_What you will do_
Only the lines from the one with "TARGET = frog's foot" onward are wanted, through the last line of the entries, set down exactly.

_Provided data_
· · · ·

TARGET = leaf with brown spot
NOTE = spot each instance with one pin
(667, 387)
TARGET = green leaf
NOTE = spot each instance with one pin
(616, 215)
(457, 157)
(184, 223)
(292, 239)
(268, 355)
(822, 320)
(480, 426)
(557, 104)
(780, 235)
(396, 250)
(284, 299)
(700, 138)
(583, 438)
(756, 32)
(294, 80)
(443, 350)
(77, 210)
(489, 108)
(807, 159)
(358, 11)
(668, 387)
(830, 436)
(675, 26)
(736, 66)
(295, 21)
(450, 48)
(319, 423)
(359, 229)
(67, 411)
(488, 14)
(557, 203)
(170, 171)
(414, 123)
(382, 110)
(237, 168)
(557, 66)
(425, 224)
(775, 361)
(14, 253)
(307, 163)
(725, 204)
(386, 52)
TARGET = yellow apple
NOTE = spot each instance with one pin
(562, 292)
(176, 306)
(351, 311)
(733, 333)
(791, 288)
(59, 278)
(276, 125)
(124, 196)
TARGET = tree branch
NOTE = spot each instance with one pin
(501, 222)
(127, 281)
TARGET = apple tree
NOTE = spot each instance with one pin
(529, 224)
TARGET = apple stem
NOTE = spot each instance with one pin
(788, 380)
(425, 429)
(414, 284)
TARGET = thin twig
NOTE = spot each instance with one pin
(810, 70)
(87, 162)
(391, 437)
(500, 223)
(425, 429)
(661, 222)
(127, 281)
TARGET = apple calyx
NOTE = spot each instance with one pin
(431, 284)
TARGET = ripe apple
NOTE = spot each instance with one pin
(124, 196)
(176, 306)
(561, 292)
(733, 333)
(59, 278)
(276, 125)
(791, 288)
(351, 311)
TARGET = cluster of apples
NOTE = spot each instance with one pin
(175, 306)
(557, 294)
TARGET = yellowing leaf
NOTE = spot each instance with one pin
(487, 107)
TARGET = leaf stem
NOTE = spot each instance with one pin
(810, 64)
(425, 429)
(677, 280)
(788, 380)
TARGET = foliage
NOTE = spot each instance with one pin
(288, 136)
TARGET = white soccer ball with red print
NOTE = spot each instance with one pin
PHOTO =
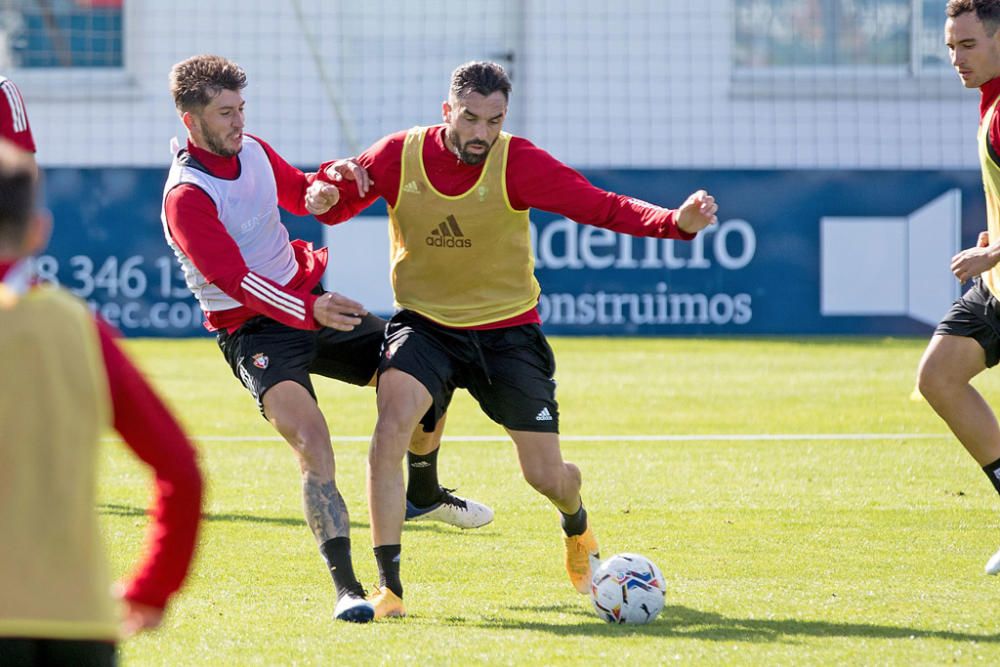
(628, 588)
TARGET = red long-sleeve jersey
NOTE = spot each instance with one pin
(151, 432)
(155, 437)
(989, 93)
(194, 225)
(534, 178)
(14, 124)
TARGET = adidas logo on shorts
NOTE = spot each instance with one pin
(544, 416)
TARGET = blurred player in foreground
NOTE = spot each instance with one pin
(65, 381)
(967, 340)
(463, 277)
(261, 294)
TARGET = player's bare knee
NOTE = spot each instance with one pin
(935, 384)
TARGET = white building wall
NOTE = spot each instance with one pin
(636, 83)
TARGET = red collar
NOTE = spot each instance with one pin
(219, 165)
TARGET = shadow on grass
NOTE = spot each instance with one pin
(684, 622)
(114, 509)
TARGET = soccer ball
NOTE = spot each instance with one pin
(628, 588)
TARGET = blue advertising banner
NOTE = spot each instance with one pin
(795, 252)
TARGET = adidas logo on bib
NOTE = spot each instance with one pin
(544, 416)
(448, 235)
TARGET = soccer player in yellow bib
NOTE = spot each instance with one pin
(64, 382)
(463, 277)
(967, 341)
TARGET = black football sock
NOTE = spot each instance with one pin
(422, 487)
(992, 471)
(575, 524)
(387, 557)
(337, 554)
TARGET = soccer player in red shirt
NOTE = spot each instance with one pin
(462, 274)
(261, 294)
(64, 381)
(967, 340)
(14, 125)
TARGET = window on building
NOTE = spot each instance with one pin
(45, 34)
(905, 35)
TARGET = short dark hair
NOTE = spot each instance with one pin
(480, 77)
(17, 193)
(195, 81)
(987, 11)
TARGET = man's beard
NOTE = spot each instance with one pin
(215, 144)
(465, 155)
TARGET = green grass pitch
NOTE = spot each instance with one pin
(776, 552)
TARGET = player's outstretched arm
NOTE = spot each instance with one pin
(337, 311)
(971, 262)
(697, 212)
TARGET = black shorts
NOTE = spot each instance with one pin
(509, 371)
(974, 315)
(28, 652)
(264, 352)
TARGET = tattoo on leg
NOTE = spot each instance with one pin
(326, 511)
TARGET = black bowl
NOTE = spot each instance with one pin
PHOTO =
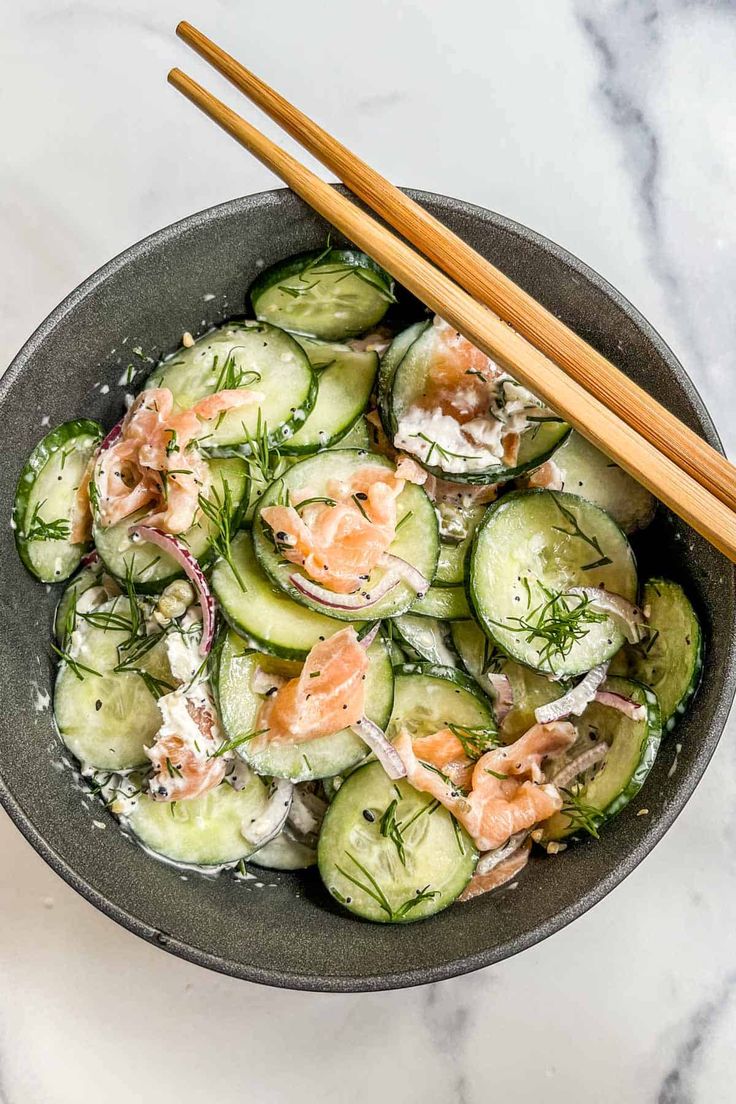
(281, 930)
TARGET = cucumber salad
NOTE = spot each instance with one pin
(340, 592)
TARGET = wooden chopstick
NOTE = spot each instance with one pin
(622, 443)
(486, 283)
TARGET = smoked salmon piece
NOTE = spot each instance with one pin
(340, 544)
(155, 463)
(508, 792)
(184, 766)
(328, 696)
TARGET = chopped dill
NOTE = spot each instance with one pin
(40, 530)
(576, 531)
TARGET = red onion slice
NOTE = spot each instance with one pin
(361, 600)
(630, 616)
(503, 693)
(182, 555)
(491, 859)
(580, 763)
(575, 700)
(384, 751)
(262, 829)
(626, 706)
(110, 438)
(407, 573)
(366, 640)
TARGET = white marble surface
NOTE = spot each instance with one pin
(608, 126)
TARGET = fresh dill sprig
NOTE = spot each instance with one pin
(576, 531)
(231, 375)
(373, 889)
(419, 898)
(582, 815)
(40, 530)
(77, 668)
(228, 745)
(390, 829)
(556, 623)
(475, 741)
(221, 512)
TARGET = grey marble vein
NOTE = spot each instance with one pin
(680, 1084)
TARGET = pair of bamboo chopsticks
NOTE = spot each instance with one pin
(496, 315)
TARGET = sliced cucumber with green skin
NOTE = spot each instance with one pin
(149, 566)
(670, 660)
(530, 689)
(83, 581)
(345, 382)
(107, 718)
(452, 563)
(45, 496)
(356, 437)
(329, 294)
(285, 852)
(526, 549)
(609, 785)
(428, 698)
(416, 538)
(243, 354)
(446, 603)
(264, 614)
(390, 362)
(427, 637)
(409, 383)
(201, 831)
(362, 868)
(588, 473)
(312, 759)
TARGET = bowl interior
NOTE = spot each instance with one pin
(281, 929)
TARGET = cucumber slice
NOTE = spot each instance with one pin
(243, 354)
(390, 362)
(530, 690)
(362, 868)
(358, 436)
(428, 698)
(526, 550)
(329, 294)
(44, 500)
(345, 382)
(313, 759)
(416, 540)
(263, 613)
(107, 718)
(285, 852)
(202, 831)
(670, 661)
(451, 566)
(588, 473)
(83, 581)
(427, 637)
(149, 568)
(608, 786)
(446, 603)
(409, 382)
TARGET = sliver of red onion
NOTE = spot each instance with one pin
(617, 606)
(383, 750)
(182, 555)
(575, 700)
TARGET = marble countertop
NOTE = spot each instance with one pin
(607, 125)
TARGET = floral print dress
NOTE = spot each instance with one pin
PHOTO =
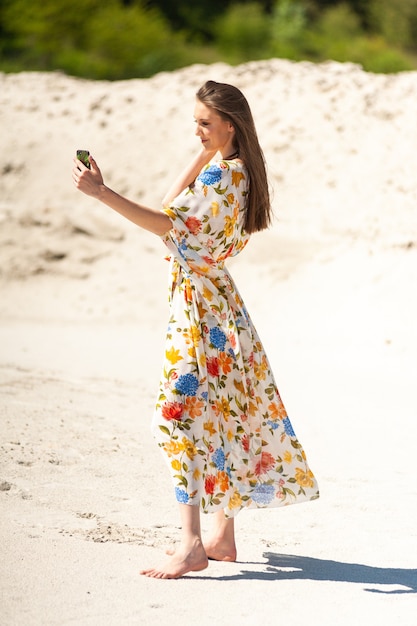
(219, 418)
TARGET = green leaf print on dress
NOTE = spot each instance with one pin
(219, 418)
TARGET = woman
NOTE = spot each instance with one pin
(219, 419)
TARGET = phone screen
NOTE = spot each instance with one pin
(82, 155)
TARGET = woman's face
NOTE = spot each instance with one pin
(216, 134)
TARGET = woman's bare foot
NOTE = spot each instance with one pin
(184, 560)
(221, 550)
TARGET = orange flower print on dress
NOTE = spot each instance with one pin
(219, 419)
(210, 484)
(194, 225)
(172, 410)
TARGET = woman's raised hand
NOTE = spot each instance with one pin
(89, 181)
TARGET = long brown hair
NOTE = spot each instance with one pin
(230, 103)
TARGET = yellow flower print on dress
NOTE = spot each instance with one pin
(219, 419)
(173, 355)
(303, 478)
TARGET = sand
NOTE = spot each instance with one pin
(86, 501)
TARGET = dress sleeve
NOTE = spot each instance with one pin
(207, 217)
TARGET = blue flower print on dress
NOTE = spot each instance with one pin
(218, 459)
(288, 427)
(181, 495)
(263, 493)
(218, 338)
(187, 384)
(211, 176)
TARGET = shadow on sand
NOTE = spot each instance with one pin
(292, 567)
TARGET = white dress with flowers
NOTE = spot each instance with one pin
(219, 419)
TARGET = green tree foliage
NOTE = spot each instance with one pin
(132, 38)
(243, 33)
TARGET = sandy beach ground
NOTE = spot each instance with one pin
(85, 498)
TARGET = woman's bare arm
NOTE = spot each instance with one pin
(189, 175)
(90, 182)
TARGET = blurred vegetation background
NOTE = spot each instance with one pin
(119, 39)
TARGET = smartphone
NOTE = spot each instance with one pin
(82, 155)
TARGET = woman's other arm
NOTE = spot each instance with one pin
(189, 175)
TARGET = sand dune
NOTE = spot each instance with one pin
(331, 287)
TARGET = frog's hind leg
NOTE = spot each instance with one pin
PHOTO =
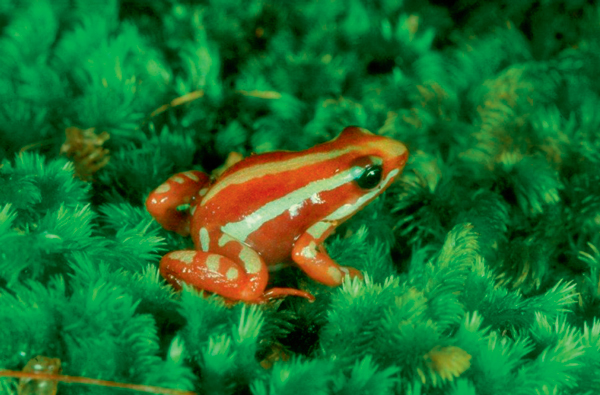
(244, 279)
(169, 203)
(313, 259)
(204, 271)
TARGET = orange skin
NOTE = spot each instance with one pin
(272, 208)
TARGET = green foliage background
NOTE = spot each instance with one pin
(482, 264)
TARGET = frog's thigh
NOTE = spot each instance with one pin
(312, 258)
(205, 271)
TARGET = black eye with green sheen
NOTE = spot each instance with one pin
(370, 177)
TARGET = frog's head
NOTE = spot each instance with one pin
(377, 159)
(367, 164)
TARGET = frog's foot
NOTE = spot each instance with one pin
(313, 259)
(169, 203)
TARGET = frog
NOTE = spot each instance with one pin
(270, 209)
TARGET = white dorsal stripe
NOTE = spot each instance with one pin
(348, 209)
(264, 169)
(242, 229)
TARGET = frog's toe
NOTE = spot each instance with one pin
(350, 271)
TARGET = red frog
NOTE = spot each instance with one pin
(272, 208)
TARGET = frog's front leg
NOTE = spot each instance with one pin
(243, 277)
(167, 203)
(312, 258)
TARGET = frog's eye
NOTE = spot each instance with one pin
(370, 177)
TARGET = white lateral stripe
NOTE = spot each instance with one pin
(273, 168)
(242, 229)
(348, 209)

· · · ·

_Output for this exercise_
TARGET = frog's foot
NOTE = spot each instance with one pin
(313, 259)
(169, 203)
TARGET = frog
NOTE = spot each instance with one pin
(270, 209)
TARGET = white dorsal stripe
NOTE = spot each instance with one pin
(348, 209)
(264, 169)
(242, 229)
TARGET = frog's toe
NOTE = spot each instance with one pin
(350, 271)
TARGET = red frog
NOTE = spot each instance with one pin
(272, 208)
TARGET = frog's front leg
NOTE = spot each instance with one pin
(243, 277)
(167, 203)
(312, 258)
TARGET = frog's eye
NOTE = spot each instance with one pin
(370, 177)
TARGET = white lateral stripe
NOTE = spot each instance with one pin
(273, 168)
(242, 229)
(348, 209)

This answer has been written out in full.